> _DATASET ENTRIES_:
>> start

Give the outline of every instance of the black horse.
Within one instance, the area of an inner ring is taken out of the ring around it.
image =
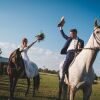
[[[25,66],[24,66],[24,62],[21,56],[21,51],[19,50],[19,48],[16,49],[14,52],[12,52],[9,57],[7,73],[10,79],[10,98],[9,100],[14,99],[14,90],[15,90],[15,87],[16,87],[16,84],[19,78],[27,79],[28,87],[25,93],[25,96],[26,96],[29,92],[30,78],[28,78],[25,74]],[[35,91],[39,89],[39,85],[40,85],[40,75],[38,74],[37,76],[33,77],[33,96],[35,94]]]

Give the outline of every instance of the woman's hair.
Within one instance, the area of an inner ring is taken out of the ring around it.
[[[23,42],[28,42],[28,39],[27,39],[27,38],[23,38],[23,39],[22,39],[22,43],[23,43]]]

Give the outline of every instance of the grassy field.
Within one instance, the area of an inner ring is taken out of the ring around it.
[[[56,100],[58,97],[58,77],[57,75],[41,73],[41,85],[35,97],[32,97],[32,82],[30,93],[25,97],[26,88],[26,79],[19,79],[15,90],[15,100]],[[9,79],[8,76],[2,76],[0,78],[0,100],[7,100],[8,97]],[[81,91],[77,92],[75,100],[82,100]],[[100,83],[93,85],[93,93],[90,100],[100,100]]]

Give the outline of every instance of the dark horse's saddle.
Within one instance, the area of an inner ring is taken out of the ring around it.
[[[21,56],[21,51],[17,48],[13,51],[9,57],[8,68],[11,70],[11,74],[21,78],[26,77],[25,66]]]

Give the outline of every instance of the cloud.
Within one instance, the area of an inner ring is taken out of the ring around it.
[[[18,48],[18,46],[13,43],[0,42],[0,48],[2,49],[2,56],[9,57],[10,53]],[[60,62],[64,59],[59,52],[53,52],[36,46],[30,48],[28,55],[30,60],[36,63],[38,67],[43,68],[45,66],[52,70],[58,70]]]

>> end
>> start

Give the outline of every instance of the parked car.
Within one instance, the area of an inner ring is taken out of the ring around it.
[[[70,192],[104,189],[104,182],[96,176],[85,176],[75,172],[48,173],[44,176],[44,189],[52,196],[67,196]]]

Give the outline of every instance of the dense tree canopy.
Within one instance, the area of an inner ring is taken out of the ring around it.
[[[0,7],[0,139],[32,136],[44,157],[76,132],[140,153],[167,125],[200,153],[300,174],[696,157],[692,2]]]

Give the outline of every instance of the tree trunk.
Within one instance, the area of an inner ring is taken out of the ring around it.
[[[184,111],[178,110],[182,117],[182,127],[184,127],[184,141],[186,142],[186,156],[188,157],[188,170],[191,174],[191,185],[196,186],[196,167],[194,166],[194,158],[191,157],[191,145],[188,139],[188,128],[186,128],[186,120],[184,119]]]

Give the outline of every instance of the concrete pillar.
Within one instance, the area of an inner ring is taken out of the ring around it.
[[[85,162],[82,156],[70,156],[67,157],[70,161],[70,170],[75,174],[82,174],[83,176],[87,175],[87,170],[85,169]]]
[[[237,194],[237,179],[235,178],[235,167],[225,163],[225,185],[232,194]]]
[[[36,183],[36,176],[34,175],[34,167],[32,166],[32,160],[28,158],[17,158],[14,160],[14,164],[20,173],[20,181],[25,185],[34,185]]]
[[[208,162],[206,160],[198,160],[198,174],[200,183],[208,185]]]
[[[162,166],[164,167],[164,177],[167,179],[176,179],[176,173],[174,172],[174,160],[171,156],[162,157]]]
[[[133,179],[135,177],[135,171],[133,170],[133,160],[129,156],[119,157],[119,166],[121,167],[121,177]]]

>> end

Copy out every line of the records above that contains the word "horse", matching case exactly.

Give the outline of every instance of the black horse.
Give the outline of every instance of the dark horse's saddle.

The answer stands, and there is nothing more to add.